Requirement: Which lines in the data below contain the string "singlet"? Copy each one in full, treating case as significant.

[A run of records]
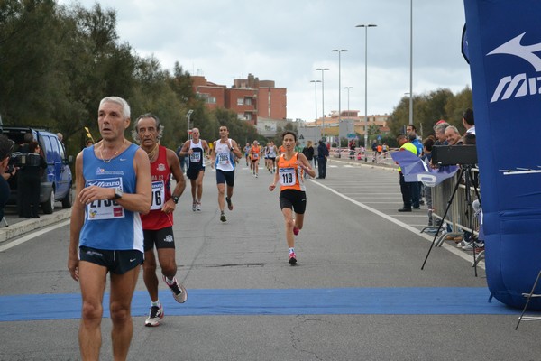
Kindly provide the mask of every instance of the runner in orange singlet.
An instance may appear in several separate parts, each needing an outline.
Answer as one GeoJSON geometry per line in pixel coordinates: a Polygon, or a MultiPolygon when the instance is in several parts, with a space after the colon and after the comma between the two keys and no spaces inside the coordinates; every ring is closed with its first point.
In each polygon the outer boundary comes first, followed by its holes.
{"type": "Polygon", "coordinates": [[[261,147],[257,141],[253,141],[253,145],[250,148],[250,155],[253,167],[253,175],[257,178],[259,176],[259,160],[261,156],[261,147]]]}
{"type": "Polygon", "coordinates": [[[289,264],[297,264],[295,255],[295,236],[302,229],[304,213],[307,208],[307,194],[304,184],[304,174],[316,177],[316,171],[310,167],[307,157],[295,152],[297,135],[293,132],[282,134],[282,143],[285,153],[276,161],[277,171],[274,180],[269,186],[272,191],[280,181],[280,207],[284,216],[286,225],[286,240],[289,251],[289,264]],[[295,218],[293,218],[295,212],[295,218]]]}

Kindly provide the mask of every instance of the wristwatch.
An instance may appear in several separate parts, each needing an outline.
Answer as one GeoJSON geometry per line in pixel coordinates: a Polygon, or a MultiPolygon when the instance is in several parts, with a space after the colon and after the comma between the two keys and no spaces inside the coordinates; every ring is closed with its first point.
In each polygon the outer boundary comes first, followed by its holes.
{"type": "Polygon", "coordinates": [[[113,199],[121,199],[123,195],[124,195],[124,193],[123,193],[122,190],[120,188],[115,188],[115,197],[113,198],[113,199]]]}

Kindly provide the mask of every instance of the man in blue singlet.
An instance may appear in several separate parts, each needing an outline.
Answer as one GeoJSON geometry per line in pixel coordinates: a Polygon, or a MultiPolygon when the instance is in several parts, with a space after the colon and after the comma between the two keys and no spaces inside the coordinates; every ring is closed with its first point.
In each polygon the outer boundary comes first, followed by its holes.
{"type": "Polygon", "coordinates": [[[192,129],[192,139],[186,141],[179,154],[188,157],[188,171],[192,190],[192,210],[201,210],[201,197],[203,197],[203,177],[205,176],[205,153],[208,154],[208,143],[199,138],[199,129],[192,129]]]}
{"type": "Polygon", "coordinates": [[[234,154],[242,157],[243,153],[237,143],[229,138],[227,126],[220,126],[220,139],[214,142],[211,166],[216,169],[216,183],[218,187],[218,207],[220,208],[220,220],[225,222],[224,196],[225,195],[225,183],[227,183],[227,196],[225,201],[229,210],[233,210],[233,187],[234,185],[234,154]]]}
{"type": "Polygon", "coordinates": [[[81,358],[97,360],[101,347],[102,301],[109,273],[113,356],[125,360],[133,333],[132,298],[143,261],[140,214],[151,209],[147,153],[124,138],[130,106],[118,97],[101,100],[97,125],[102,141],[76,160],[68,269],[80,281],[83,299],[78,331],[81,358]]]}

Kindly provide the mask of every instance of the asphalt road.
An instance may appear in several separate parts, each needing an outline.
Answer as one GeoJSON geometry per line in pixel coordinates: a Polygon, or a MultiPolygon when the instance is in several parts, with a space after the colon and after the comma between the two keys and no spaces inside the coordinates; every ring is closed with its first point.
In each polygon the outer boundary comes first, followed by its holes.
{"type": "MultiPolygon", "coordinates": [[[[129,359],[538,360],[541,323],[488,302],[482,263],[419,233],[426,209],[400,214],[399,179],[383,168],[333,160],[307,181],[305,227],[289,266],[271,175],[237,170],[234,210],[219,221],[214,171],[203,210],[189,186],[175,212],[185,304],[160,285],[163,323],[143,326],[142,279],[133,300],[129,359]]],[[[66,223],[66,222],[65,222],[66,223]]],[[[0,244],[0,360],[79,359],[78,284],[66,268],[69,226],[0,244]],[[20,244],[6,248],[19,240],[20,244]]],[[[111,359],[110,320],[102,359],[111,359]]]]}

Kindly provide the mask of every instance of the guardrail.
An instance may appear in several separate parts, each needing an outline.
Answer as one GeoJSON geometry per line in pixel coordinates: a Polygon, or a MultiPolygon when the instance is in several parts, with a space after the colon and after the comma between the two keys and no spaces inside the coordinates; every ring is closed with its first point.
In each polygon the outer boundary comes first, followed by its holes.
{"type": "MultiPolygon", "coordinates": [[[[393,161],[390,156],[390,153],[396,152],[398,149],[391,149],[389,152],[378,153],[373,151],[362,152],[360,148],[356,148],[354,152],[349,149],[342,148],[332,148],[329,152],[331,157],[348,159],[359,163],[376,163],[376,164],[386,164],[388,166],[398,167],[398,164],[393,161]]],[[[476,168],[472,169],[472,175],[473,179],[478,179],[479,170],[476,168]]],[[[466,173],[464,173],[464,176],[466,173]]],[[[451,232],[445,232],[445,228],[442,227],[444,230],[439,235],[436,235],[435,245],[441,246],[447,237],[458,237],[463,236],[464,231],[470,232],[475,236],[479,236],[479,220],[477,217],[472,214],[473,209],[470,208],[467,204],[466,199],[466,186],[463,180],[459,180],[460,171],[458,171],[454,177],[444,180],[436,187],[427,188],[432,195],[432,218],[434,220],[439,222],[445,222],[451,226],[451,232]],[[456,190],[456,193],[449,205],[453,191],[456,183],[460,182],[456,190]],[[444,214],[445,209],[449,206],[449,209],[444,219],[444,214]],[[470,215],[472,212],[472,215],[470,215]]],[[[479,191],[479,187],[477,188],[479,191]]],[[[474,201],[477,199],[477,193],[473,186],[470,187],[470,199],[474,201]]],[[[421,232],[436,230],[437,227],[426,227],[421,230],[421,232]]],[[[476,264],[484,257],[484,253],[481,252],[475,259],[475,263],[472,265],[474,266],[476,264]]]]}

Task answer:
Kindly provide the mask of every instance of the runner in orange singlet.
Kindly provide the mask of every instance of the man in blue singlet.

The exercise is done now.